§ **Extract to read**:
____________
Posted 04 April 2014 - 03:28 PM

Edit: It's actually more complicated than that hideous monstrosity... I left out that you would need to normalize the probabilities to sum to 1 instead of using raw squares of distances from the center.

You'd have the integrals you describe in the numerator of a fraction, divided by the same integrals without the HasOrigin part in the denominator.

I think that would do the normalization. Ugh, agreed.

- Bertrand Russell

Posted 07 April 2014 - 12:50 AM

Spoiler for Results for triangle

Correcting an error in the simulation program,

The probability that a random triangle inside an equilateral triangle covers its centroid is **0.24543 ...**

The average size of a random triangle inside any triangle is 1/12.
____________
§ **Set exercise A**:
What does the forum thread about random triangles give as the average size of a random triangle inside any triangle?
§ **Set exercise B**:
Leaving out the dates and times in the "Posted" lines, list every number that appears in the forum thread about random triangles.
§ **Set exercise C**:
Write a continuation of the forum thread about random triangles that picks up after its final sentence.
____________
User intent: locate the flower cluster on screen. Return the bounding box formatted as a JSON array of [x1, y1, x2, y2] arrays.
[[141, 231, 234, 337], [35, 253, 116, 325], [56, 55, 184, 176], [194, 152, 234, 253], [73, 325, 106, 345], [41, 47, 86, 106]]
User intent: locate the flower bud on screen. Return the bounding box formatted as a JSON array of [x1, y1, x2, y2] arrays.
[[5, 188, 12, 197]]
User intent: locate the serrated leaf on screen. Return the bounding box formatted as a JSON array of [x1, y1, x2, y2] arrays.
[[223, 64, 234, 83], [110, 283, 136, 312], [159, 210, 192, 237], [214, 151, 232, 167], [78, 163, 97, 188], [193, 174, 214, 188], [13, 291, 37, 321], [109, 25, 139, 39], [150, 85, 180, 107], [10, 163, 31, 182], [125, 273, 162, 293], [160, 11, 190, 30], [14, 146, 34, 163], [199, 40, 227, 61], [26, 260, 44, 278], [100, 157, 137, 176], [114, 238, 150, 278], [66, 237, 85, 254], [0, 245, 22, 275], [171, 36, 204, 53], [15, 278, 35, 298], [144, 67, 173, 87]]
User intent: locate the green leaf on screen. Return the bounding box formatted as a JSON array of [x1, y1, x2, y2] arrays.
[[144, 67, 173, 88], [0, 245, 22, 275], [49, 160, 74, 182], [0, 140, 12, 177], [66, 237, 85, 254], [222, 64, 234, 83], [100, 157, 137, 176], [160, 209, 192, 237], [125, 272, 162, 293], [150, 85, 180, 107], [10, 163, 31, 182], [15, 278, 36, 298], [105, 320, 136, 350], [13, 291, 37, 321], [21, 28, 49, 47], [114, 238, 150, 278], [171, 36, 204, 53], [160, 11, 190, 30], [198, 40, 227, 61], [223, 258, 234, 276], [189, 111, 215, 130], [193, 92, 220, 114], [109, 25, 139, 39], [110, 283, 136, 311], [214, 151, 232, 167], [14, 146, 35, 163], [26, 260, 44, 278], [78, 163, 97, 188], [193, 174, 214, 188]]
____________
§ **Response A**:
1/12

§ **Response B**:
1, 0.24543, 1/12

§ **Response C**:
- Bertrand Russell

Posted 07 April 2014 - 01:16 AM

Spoiler for Results for triangle

Correcting an error in the simulation program,

The probability that a random triangle inside an equilateral triangle covers its centroid is

0.24543 ...The average size of a random triangle inside any triangle is 1/12.

I am assuming you mean the mean average.

Posted 07 April 2014 - 08:13 AM

The average size of a random triangle inside any triangle is 1/12.

I am assuming you mean the mean average.

The average area of random triangles drawn inside any triangle **T** is 1/12 the area of of **T**.

An affine transformation takes any given triangle into any other triangle while preserving relative (ratios of) areas.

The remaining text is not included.